■ Source passage
=== Section Start ===
Cop, music executive shot dead in Kingston
A policeman and a senior director of Shocking Vibes, the promotions company for popular entertainer Beenie Man, were among three people shot dead in Kingston on Tuesday night.
The policeman, Special Corporal Fearon Burke, 44, who was stationed at Mobile Reserve, Harman Barracks; Paul Tyrell, the executive director of Shocking Vibes; and Marcello Whyte, 29, a resident of Craig Town in Kingston, were all murdered within an hour in separate incidents on Tuesday night .
Burke, the third policeman to be murdered this year, and the third in six day, was shot dead at a bar in Kingston,
Just last Friday, Senior Superintendent Lloyd McDonald, also of the Mobile Reserve, was shot dead at the intersection of Devon Road and Trafalgar Road.
Burke was killed at a bar along Sefton Road in Kingston 5 when he went to collect proceeds from a gaming machine he owned. Police said that while he was conducting business at about 10.30 pm, four armed men entered the bar and robbed everyone inside. One of the gunmen then shot the corporal in the back of his head after searching his pick-up truck and finding his firearm and police identification card.
“The boy them find the gun and ask him if him a police. Him say no. Them go and search the van and find the police ID before them come kill him. It looked like them know him movements and plan for him,” a policeman at the murder scene told the Observer.
Burke, who served the constabulary for 22 years, has left about 25 children to mourn his loss.
Security Minister Peter Phillips and Police Commissioner Francis Forbes both condemned the slaying of the policeman.
=== Section End ===
■ Dataset
=== Section Start ===
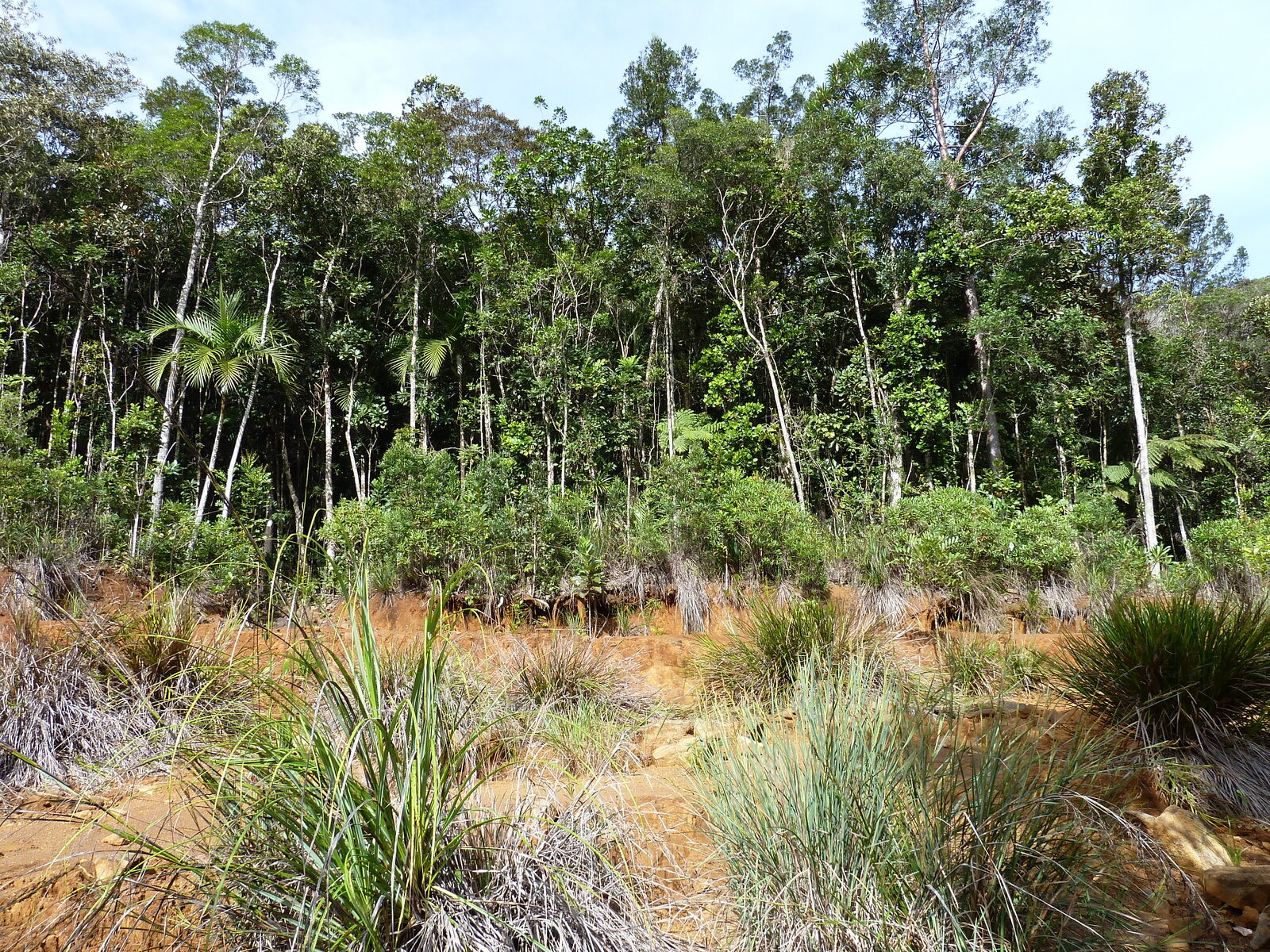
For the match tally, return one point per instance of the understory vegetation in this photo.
(874, 328)
(826, 401)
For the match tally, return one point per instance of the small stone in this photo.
(1187, 839)
(1261, 937)
(1238, 886)
(676, 753)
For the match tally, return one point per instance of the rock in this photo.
(676, 753)
(1187, 839)
(1261, 937)
(108, 866)
(660, 735)
(1238, 885)
(709, 729)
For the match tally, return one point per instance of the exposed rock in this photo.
(660, 735)
(1261, 937)
(1187, 839)
(675, 753)
(1238, 885)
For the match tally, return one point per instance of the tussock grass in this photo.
=== Section End ===
■ Problems to work on
[A] Summarize the news report on the Kingston shootings in two sentences.
[B] Pick up the news report on the Kingston shootings after its final sentence and keep writing it.
The rows have no connection to the news report on the Kingston shootings.

■ Task-by-task results
[A] Special Corporal Fearon Burke, Shocking Vibes executive director Paul Tyrell, and Marcello Whyte were shot dead in separate incidents in Kingston on Tuesday night. Burke was killed at a bar on Sefton Road after four armed men robbed the people inside and found his firearm and police ID, and Security Minister Peter Phillips and Police Commissioner Francis Forbes condemned the slaying.

[B]
At the same time, Forbes, in a press statement yesterday, urged members of the constabulary to be cautious in their movements throughout the country.
Tyrell fell victim to a gunman at the intersection of Springvale Avenue and Constant Spring Road in Kingston.
The police reported that Tyrell, who was driving his Toyota Rav 4 along Springvale Avenue, was shot as he slowed down at the Constant Spring Road intersection.
The gunman fired two bullets in the vehicle, one of which struck Tyrell in the head. The vehicle crashed in an electricity pole on Constant Spring Road. A policeman took Tyrell to the University Hospital, where he was pronounced dead.
Tryell’s assassin escaped on foot along Dunrobin Avenue.
Persons who said they witnessed the shooting said the murderer wore an orange tam and a white T-shirt and was transported to the scene on a motor bike.
Tyrell’s death shook the management and staff at Shocking Vibe. Company owner, Patrick Roberts, who was too distraught to speak, cried openly.
Beenie Man, still recuperating from his recent accident on the Mandela Highway, took the news badly and had to be taken to hospital where he was admitted and checked by medical staff before being released.